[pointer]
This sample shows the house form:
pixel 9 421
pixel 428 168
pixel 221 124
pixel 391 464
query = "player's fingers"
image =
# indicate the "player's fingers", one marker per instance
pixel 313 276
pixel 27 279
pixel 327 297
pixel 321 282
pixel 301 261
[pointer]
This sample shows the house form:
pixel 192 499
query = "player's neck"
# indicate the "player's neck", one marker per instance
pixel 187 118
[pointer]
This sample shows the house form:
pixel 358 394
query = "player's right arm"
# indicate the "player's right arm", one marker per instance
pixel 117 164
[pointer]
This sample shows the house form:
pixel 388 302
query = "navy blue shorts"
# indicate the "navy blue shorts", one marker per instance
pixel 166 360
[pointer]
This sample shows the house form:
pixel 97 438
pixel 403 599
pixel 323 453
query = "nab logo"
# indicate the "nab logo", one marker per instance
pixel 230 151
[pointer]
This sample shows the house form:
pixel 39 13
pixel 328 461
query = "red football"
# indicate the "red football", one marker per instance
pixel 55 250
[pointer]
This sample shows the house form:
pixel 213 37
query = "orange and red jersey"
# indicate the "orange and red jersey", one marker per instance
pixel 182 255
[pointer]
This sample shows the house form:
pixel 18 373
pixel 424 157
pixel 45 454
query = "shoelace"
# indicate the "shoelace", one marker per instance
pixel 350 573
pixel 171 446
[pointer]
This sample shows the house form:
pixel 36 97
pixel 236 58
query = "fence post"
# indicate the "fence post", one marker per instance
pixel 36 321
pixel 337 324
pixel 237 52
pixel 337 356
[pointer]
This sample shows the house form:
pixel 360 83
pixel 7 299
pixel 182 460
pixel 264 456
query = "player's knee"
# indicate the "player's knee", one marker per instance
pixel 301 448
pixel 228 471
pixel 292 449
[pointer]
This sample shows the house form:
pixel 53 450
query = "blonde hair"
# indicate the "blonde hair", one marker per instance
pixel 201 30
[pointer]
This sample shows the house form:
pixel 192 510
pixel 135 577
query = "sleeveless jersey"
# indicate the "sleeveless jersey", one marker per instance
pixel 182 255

────────────────

Aim of the task: In full and without error, retype the entries above.

The completed task:
[pointer]
This sample shows the house form:
pixel 9 421
pixel 428 168
pixel 221 124
pixel 391 464
query = "player's fingers"
image =
# indicate the "player's fingers", one marker per instance
pixel 313 276
pixel 27 279
pixel 327 297
pixel 321 282
pixel 301 261
[pointer]
This sample shows the house form:
pixel 192 499
query = "player's neck"
# indicate the "player's neck", one marker per instance
pixel 187 118
[pointer]
This sample shows the house form:
pixel 358 394
query = "player's right arm"
# indicate the "player's right arm", one marker per instance
pixel 117 164
[pointer]
This sample shows the house form:
pixel 388 302
query = "navy blue shorts"
# indicate the "navy blue shorts", one marker per instance
pixel 166 360
[pointer]
This sample shows the house form:
pixel 97 438
pixel 403 599
pixel 323 453
query = "nab logo"
# indicate the "nab logo", one marker per instance
pixel 230 151
[pointer]
This sample shows the house form:
pixel 39 13
pixel 328 461
query = "red football"
# indicate the "red football", one marker per instance
pixel 55 250
[pointer]
This sample shows the house form:
pixel 213 37
query = "orange and red jersey"
# indicate the "orange and red jersey", one marker per instance
pixel 182 255
[pointer]
This sample shows the house form:
pixel 18 373
pixel 424 157
pixel 45 454
query = "shoelace"
# indicate the "shoelace", one marker per instance
pixel 350 573
pixel 171 446
[pointer]
This sample shows the house form:
pixel 36 97
pixel 236 58
query = "fence post"
# indicate the "fence post", one marker per instance
pixel 36 321
pixel 337 324
pixel 237 52
pixel 337 356
[pointer]
This sample shows the house form:
pixel 360 83
pixel 7 299
pixel 182 460
pixel 264 456
query = "player's knee"
# indicate the "player's knee", one marker per instance
pixel 301 448
pixel 228 471
pixel 292 449
[pointer]
This sample shows the house form:
pixel 53 450
query = "blonde hair"
# indicate the "blonde hair", one marker per instance
pixel 201 30
[pointer]
This sample shows the house form:
pixel 192 510
pixel 135 577
query = "sleeveless jersey"
# indicate the "sleeveless jersey", one marker per instance
pixel 182 255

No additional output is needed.